**What to produce**
Taking the line with "Would you mind annotating the sky" as the first and the line with "Would you mind annotating the stick" as the last, set down the lines below exactly, pictures excluded.

*** Record excerpts Section Begins ***

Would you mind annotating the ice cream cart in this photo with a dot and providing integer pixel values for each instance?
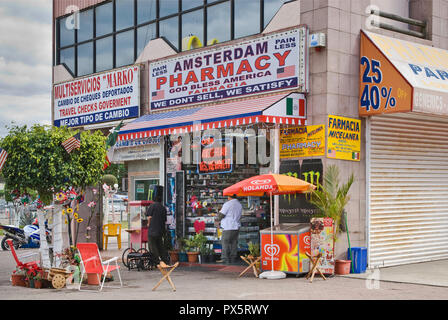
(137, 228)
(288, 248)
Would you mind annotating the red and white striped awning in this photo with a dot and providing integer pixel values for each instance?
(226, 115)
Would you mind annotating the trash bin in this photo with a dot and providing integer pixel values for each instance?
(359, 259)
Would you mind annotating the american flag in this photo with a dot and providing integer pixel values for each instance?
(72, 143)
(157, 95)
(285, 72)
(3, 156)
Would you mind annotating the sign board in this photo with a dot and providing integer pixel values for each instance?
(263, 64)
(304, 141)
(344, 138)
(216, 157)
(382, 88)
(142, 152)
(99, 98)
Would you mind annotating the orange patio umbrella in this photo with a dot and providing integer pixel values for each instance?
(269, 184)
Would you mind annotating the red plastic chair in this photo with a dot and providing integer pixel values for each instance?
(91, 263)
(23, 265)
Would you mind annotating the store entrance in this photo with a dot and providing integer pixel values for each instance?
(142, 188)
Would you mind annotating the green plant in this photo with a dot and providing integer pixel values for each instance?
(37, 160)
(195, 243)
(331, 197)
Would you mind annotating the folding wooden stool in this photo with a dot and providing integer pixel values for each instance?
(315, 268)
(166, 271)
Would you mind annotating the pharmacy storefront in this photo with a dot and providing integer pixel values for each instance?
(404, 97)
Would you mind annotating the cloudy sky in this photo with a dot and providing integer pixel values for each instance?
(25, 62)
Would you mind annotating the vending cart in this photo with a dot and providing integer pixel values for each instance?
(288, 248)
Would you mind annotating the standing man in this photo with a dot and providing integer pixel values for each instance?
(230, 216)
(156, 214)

*** Record excerpts Section Ends ***
*** Record excerpts Section Begins ***

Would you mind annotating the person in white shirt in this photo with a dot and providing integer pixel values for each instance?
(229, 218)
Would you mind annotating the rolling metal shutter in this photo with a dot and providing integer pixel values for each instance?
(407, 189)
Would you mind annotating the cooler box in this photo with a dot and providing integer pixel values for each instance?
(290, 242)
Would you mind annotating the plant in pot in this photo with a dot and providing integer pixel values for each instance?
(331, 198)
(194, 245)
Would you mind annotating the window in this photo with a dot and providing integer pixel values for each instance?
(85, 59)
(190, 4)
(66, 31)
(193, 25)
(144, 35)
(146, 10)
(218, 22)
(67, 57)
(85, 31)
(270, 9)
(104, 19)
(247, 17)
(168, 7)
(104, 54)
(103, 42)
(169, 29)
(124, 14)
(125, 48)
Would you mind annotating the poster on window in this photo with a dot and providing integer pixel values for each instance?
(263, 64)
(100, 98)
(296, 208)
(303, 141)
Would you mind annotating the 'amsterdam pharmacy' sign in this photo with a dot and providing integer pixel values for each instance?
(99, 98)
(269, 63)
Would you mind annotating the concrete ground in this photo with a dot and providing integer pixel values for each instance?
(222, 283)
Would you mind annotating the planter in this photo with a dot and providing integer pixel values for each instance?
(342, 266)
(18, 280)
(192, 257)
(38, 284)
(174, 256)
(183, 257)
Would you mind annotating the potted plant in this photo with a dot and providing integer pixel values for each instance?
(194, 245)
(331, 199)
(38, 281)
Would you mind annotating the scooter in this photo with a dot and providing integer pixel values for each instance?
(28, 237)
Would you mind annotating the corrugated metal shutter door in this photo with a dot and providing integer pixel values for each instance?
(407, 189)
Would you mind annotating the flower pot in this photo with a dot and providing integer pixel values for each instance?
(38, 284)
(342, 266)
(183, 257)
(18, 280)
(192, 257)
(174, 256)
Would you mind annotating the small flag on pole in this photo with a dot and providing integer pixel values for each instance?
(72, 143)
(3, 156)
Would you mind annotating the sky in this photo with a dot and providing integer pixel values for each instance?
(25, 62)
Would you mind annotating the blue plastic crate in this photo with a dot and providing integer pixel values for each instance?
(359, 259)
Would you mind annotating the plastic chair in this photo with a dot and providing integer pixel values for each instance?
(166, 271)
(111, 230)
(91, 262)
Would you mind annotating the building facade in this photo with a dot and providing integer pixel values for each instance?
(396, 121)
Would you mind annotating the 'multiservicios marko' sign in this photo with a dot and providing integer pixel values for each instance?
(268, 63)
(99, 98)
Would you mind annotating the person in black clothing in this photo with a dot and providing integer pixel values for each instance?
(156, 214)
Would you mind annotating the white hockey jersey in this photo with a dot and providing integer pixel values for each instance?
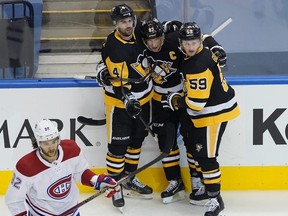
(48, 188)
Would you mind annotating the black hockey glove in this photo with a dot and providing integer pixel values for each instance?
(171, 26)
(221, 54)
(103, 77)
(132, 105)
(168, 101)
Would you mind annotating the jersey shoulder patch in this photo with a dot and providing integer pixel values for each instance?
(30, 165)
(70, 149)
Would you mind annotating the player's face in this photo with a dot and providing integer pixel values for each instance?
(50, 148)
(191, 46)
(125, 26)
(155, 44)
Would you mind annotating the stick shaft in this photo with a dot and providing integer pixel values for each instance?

*** Record excerpts Section Ends ***

**Solved exercise**
Would you mind annotating the sky in this photo with a dot and providing integer pixel values for each instance?
(25, 62)
Would you mind annotating the blue plastic crate in this photo with a dot and providing integer pixel values for each instance?
(359, 259)
Would you mind annotating the plastic chair in this photo with a dot and providing integer pixel values for each instance?
(166, 271)
(111, 230)
(91, 262)
Would you mind annotating the building facade in this photo with a dot and providing integer pixel values for each instance?
(396, 121)
Would you mind annotating the 'multiservicios marko' sign in this photo with a dot and providing integer pixel values for each instance?
(268, 63)
(99, 98)
Would you mind annotating the person in black clothing in this photo with a dot and providing integer pixel values for each instance?
(156, 214)
Would you mind annotating the white hockey jersey in this photo with a dot and providing integer pixel values for each instance?
(48, 188)
Would you mind annotating the black hockey glove in this photo with a dot and providing integer pixel values for each instance?
(171, 26)
(221, 54)
(103, 77)
(132, 105)
(168, 101)
Would you mind annotating the jersey shoulder patch in this photo with a dot and providing integer pixel values for each instance?
(30, 165)
(70, 149)
Would you mind annotating the player's face in this photo with a dot and providing integer pixel values for each instance?
(50, 148)
(191, 46)
(125, 26)
(155, 44)
Would you mind annotating the stick shaft in this photo with a dot and providing integer pixel values for each instance?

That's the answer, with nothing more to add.